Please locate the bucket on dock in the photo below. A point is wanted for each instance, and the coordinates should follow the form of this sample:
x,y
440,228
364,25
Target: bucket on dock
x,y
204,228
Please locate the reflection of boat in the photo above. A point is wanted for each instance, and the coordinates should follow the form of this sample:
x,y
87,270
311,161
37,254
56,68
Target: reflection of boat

========

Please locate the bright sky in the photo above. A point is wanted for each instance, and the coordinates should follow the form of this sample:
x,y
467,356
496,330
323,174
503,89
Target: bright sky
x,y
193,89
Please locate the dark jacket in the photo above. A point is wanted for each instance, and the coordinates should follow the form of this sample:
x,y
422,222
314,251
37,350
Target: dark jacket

========

▸ **O problema**
Edite as linhas a partir da que contém "Please locate the bright" até a que contém "Target: dark jacket", inclusive, substituindo "dark jacket" por "black jacket" e mantendo todo o resto igual.

▸ **Resultado do exercício**
Please locate the bright sky in the photo above. A point is wanted for each instance, and the coordinates should follow the form of this sample:
x,y
467,356
496,330
323,174
503,89
Target: bright sky
x,y
193,89
Please locate the black jacket in the photo above. A point is wanted for each instance, and the coordinates should follow the form of this sample:
x,y
422,222
314,251
37,350
Target: black jacket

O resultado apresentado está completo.